§ Exercise task: Recast every line of the entries below as a numbered list, skipping blank lines and leaving out the pictures.

Location annotation dataset excerpts
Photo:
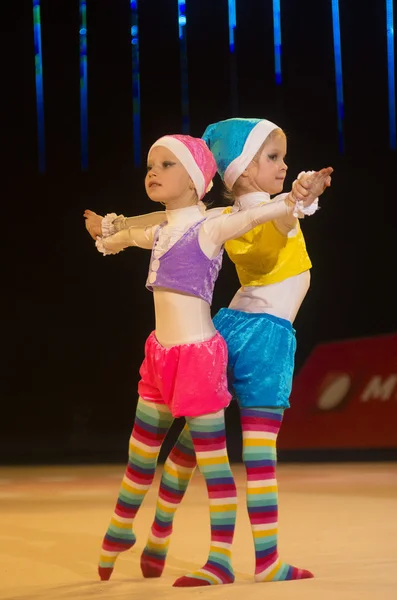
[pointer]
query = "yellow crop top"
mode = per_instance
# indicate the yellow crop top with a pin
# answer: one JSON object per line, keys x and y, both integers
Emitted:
{"x": 264, "y": 255}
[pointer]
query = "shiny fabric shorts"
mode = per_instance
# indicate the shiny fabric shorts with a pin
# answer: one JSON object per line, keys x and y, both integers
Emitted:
{"x": 191, "y": 379}
{"x": 261, "y": 350}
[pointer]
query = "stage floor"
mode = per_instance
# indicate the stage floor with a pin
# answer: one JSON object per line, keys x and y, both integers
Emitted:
{"x": 339, "y": 521}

§ Answer in full:
1. Photo:
2. [pointer]
3. query = "yellow crop top"
4. mode = per_instance
5. # indicate the yellow crop top with a pin
6. # answer: one JSON object per line, keys x and y, both integers
7. Emitted:
8. {"x": 264, "y": 255}
9. [pointer]
10. query = "shiny fabric shorts"
11. mode = per_instance
12. # indicate the shiny fabric shorts with a pin
13. # answer: one JSON object per line, keys x and y, both integers
14. Emitted:
15. {"x": 191, "y": 379}
16. {"x": 261, "y": 350}
17. [pointer]
18. query = "stage floor"
19. mode = per_instance
20. # indicate the stage floor with a pin
21. # answer: one JSON object per line, keys x and y, both integers
22. Emitted:
23. {"x": 339, "y": 521}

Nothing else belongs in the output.